▶ [Exercise objective]:
When you reach the line with "Scan the screenshot above and identify where the tall white" in the listing below, transcribe it and each line after it up to and including the line with "Scan the screenshot above and identify where the light", exactly and with nothing else.

▶ [Supplied material]:
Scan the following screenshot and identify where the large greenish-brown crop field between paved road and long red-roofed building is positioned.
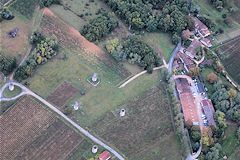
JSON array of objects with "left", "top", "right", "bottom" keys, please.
[{"left": 92, "top": 83, "right": 181, "bottom": 160}]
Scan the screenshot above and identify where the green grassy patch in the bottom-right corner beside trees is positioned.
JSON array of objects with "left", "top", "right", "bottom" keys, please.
[{"left": 222, "top": 124, "right": 240, "bottom": 159}]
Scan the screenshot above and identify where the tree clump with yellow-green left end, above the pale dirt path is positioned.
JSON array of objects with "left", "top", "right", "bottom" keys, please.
[{"left": 106, "top": 36, "right": 162, "bottom": 73}]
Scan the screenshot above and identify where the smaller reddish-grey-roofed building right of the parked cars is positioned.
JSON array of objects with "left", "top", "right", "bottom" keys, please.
[{"left": 201, "top": 99, "right": 216, "bottom": 126}]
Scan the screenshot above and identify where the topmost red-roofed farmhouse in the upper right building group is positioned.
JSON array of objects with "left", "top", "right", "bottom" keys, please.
[{"left": 192, "top": 17, "right": 211, "bottom": 37}]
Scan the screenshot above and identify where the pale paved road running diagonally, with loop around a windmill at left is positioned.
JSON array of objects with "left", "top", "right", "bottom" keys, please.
[{"left": 0, "top": 82, "right": 124, "bottom": 160}]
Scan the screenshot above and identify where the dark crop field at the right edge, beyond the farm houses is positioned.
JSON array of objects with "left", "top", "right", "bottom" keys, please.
[{"left": 219, "top": 36, "right": 240, "bottom": 84}]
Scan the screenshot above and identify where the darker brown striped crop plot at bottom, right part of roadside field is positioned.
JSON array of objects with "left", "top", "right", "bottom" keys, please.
[{"left": 16, "top": 120, "right": 83, "bottom": 160}]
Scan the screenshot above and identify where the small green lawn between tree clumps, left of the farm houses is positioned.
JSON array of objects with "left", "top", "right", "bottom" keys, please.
[{"left": 143, "top": 32, "right": 175, "bottom": 62}]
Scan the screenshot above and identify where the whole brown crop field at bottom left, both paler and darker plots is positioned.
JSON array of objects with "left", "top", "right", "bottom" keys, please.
[{"left": 0, "top": 96, "right": 83, "bottom": 160}]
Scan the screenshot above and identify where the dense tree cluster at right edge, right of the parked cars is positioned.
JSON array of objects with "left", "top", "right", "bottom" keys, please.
[{"left": 211, "top": 82, "right": 240, "bottom": 122}]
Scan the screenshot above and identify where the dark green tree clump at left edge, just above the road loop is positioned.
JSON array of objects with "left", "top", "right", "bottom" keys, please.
[{"left": 0, "top": 53, "right": 17, "bottom": 76}]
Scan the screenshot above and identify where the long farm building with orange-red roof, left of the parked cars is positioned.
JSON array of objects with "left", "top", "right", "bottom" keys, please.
[{"left": 176, "top": 78, "right": 199, "bottom": 125}]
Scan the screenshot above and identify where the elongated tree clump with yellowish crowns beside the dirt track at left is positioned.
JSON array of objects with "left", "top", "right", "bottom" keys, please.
[{"left": 14, "top": 32, "right": 58, "bottom": 81}]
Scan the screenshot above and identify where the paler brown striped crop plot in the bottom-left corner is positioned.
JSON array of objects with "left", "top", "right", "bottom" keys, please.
[{"left": 0, "top": 97, "right": 54, "bottom": 159}]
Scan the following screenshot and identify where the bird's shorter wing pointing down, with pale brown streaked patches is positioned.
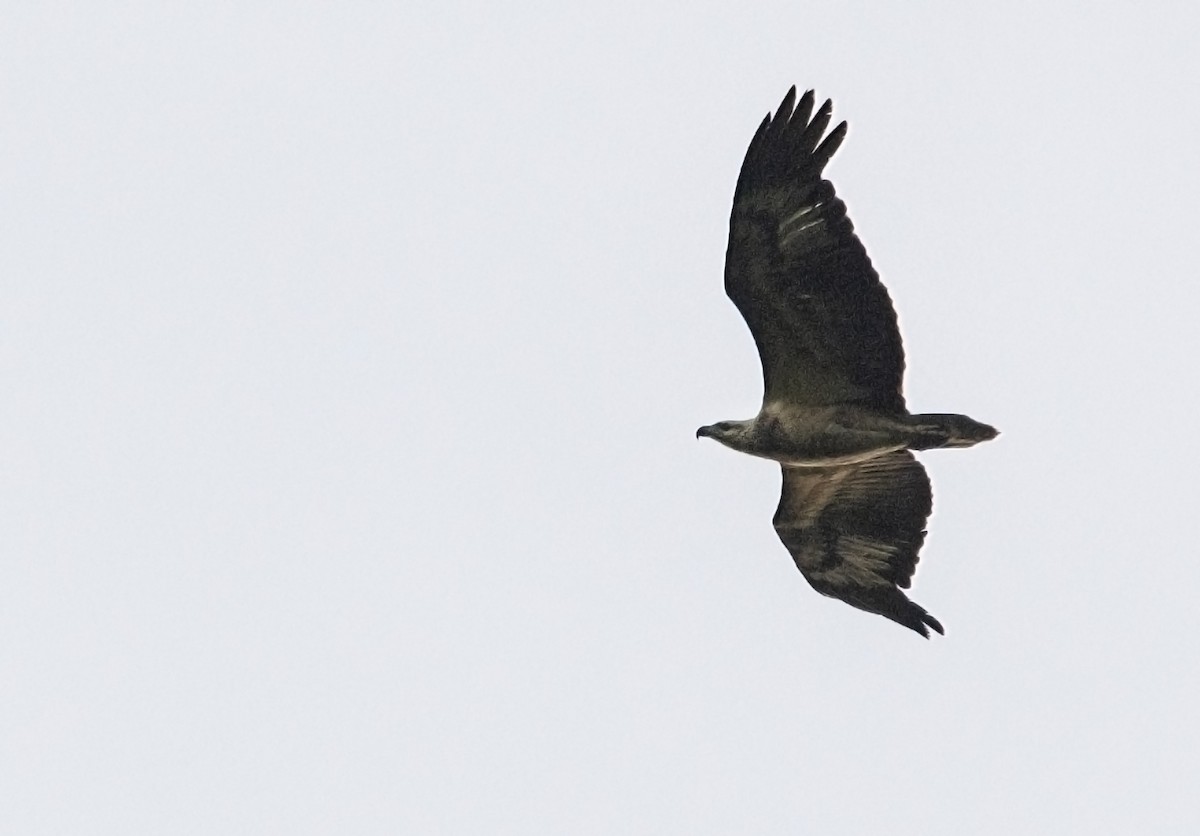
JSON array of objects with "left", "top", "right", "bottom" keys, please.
[{"left": 775, "top": 450, "right": 944, "bottom": 638}]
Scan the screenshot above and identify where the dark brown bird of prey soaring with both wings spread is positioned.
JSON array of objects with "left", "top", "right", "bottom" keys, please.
[{"left": 696, "top": 86, "right": 997, "bottom": 638}]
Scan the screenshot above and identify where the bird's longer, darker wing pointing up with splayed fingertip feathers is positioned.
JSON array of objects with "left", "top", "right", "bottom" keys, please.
[{"left": 725, "top": 88, "right": 905, "bottom": 413}]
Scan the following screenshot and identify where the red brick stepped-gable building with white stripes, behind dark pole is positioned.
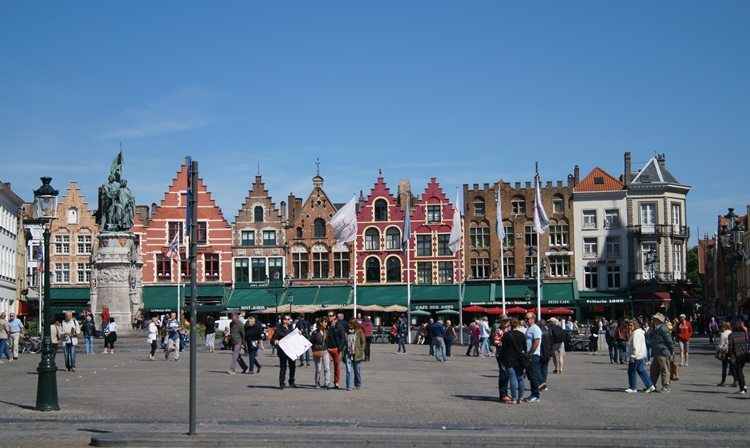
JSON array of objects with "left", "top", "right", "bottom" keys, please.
[{"left": 130, "top": 163, "right": 232, "bottom": 312}]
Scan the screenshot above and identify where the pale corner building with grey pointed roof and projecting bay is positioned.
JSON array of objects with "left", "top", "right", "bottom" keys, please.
[{"left": 623, "top": 152, "right": 695, "bottom": 314}]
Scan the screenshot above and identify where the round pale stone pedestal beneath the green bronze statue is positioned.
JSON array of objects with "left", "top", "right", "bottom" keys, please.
[{"left": 90, "top": 232, "right": 143, "bottom": 335}]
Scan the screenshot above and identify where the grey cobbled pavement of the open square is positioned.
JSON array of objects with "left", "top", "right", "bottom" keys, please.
[{"left": 0, "top": 336, "right": 750, "bottom": 448}]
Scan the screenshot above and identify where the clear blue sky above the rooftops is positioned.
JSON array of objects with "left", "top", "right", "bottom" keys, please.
[{"left": 0, "top": 1, "right": 750, "bottom": 244}]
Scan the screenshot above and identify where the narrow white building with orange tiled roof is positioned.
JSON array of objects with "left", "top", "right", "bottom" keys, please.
[{"left": 573, "top": 167, "right": 632, "bottom": 319}]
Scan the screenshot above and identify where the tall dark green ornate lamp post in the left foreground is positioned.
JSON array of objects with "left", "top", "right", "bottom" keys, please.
[{"left": 34, "top": 177, "right": 60, "bottom": 411}]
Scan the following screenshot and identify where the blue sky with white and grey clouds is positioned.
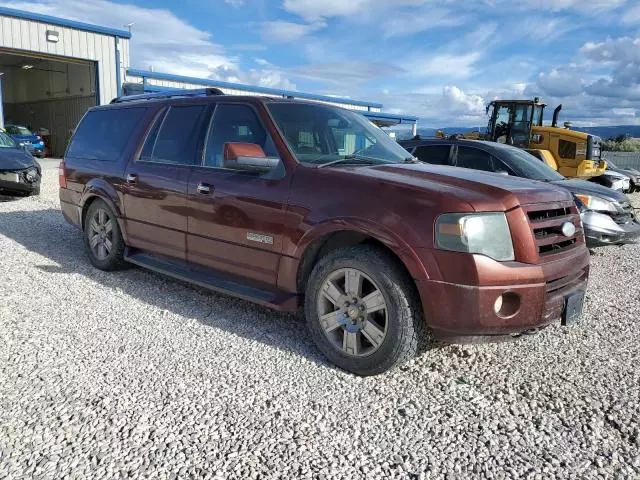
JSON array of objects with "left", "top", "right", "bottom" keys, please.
[{"left": 5, "top": 0, "right": 640, "bottom": 127}]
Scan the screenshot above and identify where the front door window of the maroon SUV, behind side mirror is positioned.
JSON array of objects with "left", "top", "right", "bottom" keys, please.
[{"left": 204, "top": 104, "right": 278, "bottom": 167}]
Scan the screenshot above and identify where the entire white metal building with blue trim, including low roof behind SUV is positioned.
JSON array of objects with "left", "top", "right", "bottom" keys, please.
[{"left": 0, "top": 7, "right": 417, "bottom": 156}]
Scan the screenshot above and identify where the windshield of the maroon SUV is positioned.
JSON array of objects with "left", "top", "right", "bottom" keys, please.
[{"left": 268, "top": 102, "right": 411, "bottom": 165}]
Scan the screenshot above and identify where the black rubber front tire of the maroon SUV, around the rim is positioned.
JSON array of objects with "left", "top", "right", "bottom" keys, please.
[{"left": 305, "top": 246, "right": 425, "bottom": 376}]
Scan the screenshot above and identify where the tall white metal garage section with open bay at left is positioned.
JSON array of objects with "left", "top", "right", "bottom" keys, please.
[{"left": 0, "top": 7, "right": 131, "bottom": 156}]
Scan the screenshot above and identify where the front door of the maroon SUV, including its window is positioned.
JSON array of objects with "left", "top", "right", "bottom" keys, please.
[{"left": 187, "top": 103, "right": 291, "bottom": 285}]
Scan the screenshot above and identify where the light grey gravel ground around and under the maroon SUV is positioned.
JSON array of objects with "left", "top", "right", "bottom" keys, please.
[{"left": 0, "top": 170, "right": 640, "bottom": 479}]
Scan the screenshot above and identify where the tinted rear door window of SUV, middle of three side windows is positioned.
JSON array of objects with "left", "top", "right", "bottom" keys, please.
[{"left": 140, "top": 105, "right": 206, "bottom": 165}]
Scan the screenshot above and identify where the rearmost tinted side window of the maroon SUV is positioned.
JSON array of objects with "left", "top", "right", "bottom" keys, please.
[{"left": 67, "top": 107, "right": 146, "bottom": 162}]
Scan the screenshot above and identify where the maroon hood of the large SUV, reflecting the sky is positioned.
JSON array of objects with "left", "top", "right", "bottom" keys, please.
[{"left": 342, "top": 163, "right": 573, "bottom": 211}]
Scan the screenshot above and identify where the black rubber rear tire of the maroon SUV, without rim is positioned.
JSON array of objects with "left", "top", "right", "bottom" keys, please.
[{"left": 83, "top": 199, "right": 128, "bottom": 271}]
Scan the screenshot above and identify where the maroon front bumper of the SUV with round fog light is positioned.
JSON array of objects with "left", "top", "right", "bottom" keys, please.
[{"left": 417, "top": 246, "right": 589, "bottom": 343}]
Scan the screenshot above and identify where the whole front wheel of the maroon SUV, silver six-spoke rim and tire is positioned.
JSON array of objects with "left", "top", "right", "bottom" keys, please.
[{"left": 305, "top": 246, "right": 423, "bottom": 375}]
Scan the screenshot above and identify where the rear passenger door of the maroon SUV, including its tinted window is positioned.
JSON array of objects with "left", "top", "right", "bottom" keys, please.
[{"left": 124, "top": 103, "right": 209, "bottom": 260}]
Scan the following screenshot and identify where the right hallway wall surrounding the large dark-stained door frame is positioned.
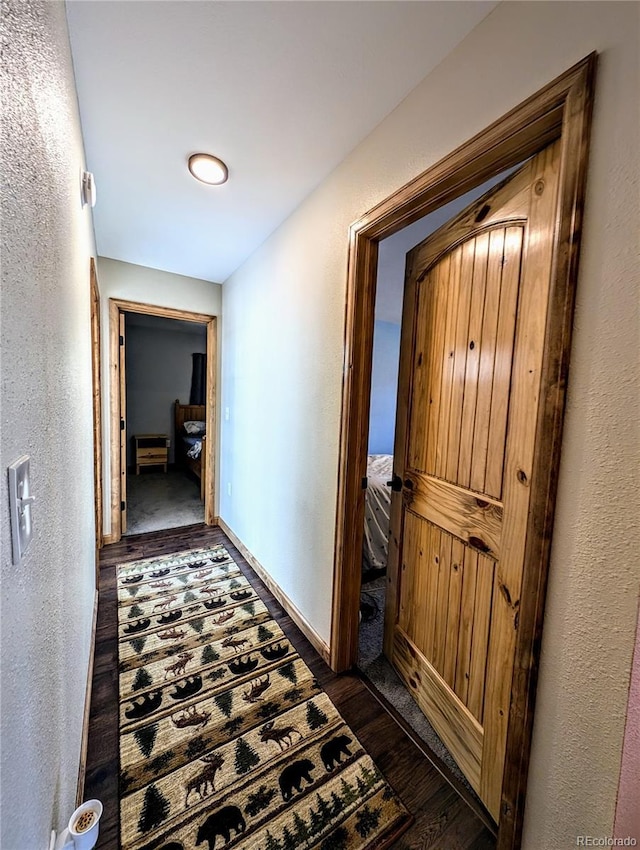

▶ [Problem solution]:
Scan the screenshot above and identify where the tall white metal garage section with open bay at left is positioned.
JSON array of objects with "left", "top", "right", "bottom" keys, please.
[{"left": 0, "top": 7, "right": 131, "bottom": 156}]
Scan the screenshot above and identify where the front door of the maroon SUV, including its window is positioned.
JSON array of objects with "left", "top", "right", "bottom" keys, please.
[{"left": 187, "top": 103, "right": 291, "bottom": 285}]
Scan the screenshot above and identify where the light grey gravel ground around and under the maroon SUV is positioned.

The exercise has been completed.